:: FRAGMENTO PARA LEER ::

La gestión pública de un sector económico cualquiera no tiene por qué ser ineficiente (en términos comparativos). Hay toda una batería de sistemas de control de la gestión de las entidades públicas que se pueden y se deben implementar para mejorar su eficiencia, mientras que la “libre competencia” no siempre garantiza esa eficiencia, en especial en el caso de los mercados altamente monopolísticos en los que vivimos inmersos. En cualquier sector económico hacia el que dirijamos nuestra mirada nos encontramos como entre 3 y 10 fabricantes controlan más de la mitad del mercado mundial del mismo. Con tan pequeño número de actores, la posibilidad de que, de manera explícita o implícita, acuerden los precios de referencia es altísima, y cuando esto sucede se esfumaron todas las ventajas del “libre mercado”. De hecho está más controlada una empresa pública, en un país democrático (donde la oposición política pueda solicitar cuantas auditorías desee) que un mercado privado monopolístico en el media docena de individuos deciden cual es el precio “de mercado” que debe tener un producto cualquiera.

[Entradas para marcar la posición de objetos]

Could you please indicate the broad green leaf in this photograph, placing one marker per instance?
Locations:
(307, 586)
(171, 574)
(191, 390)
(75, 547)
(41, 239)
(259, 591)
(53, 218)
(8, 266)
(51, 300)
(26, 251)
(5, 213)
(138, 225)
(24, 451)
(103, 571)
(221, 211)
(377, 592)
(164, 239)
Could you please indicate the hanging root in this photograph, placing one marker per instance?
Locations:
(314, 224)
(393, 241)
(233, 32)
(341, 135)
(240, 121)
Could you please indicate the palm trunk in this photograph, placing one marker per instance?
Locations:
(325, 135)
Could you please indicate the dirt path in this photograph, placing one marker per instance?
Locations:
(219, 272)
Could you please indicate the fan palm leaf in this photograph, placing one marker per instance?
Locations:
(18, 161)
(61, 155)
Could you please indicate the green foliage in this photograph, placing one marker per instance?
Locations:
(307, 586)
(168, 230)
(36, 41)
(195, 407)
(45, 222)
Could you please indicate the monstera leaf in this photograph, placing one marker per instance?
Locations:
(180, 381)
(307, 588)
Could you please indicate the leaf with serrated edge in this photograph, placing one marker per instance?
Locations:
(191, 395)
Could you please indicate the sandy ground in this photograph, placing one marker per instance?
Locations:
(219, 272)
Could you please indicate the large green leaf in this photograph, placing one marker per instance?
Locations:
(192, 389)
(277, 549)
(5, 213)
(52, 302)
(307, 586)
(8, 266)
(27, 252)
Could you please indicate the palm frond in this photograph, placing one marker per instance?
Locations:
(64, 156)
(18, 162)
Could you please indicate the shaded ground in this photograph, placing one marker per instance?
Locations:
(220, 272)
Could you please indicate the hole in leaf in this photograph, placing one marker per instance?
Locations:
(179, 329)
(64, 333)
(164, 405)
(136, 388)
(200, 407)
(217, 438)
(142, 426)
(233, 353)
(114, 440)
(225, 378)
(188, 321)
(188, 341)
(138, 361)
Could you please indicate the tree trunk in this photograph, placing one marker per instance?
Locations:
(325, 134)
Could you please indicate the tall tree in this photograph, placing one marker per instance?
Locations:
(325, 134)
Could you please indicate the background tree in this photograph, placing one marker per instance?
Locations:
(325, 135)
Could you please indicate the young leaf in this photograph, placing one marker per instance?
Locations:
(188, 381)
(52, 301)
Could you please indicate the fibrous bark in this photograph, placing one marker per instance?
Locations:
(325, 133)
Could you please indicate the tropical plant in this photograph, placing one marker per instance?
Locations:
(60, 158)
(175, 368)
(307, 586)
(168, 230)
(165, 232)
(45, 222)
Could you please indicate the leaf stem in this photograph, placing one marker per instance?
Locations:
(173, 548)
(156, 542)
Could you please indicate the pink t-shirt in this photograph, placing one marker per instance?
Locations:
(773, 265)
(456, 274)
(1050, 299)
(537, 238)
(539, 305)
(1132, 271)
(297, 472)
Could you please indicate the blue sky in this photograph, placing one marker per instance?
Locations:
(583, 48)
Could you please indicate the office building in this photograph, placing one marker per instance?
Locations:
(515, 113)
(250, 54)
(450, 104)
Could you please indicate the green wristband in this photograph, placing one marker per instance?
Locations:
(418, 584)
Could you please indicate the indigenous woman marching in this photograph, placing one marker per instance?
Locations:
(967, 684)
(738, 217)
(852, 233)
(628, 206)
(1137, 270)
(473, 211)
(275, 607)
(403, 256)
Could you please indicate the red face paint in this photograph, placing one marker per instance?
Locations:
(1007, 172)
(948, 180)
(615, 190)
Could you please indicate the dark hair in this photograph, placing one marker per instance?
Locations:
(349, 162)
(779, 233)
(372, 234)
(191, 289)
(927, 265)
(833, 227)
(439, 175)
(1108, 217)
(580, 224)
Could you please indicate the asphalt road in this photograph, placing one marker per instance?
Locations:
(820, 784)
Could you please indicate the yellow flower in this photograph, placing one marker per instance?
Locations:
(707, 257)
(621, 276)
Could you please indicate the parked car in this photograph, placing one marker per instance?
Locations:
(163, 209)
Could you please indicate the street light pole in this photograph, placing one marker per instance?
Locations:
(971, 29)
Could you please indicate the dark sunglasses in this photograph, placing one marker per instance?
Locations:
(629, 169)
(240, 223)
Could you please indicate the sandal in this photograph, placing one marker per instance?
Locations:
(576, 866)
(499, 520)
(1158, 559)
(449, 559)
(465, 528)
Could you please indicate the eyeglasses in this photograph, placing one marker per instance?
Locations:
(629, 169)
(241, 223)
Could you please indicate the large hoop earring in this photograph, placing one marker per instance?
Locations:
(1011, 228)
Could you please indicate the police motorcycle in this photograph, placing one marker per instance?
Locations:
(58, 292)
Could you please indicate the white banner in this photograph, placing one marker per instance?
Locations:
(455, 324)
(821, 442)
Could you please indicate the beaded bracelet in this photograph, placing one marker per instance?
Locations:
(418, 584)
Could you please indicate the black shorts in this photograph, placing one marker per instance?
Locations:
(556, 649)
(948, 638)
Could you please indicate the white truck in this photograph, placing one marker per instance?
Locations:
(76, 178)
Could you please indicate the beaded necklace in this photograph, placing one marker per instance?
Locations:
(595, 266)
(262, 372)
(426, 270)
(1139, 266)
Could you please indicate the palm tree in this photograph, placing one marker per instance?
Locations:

:: CONJUNTO DE TAREAS ::
• a. Responde estas preguntas sobre el fragmento acerca de la gestión pública:
(i) ¿Cuántos fabricantes controlan más de la mitad del mercado mundial en cualquier sector económico?
(ii) ¿En qué tipo de mercados, en especial, la "libre competencia" no siempre garantiza la eficiencia?
(iii) En un país democrático, ¿qué puede solicitar la oposición política?
• b. Convierte en una lista numerada, sin líneas en blanco, el tramo del listado que va desde la línea que contiene "Could you please indicate the white truck" hasta el final del listado, ambos extremos incluidos.
El texto y el listado son materiales independientes entre sí.

:: EJERCICIO RESUELTO ::
• a.
(i) Entre 3 y 10 fabricantes.
(ii) En los mercados altamente monopolísticos.
(iii) Cuantas auditorías desee.

• b.
1. Could you please indicate the white truck in this photograph, placing one marker per instance?
2. Locations:
3. (76, 178)
4. Could you please indicate the beaded necklace in this photograph, placing one marker per instance?
5. Locations:
6. (595, 266)
7. (262, 372)
8. (426, 270)
9. (1139, 266)
10. Could you please indicate the palm tree in this photograph, placing one marker per instance?
11. Locations:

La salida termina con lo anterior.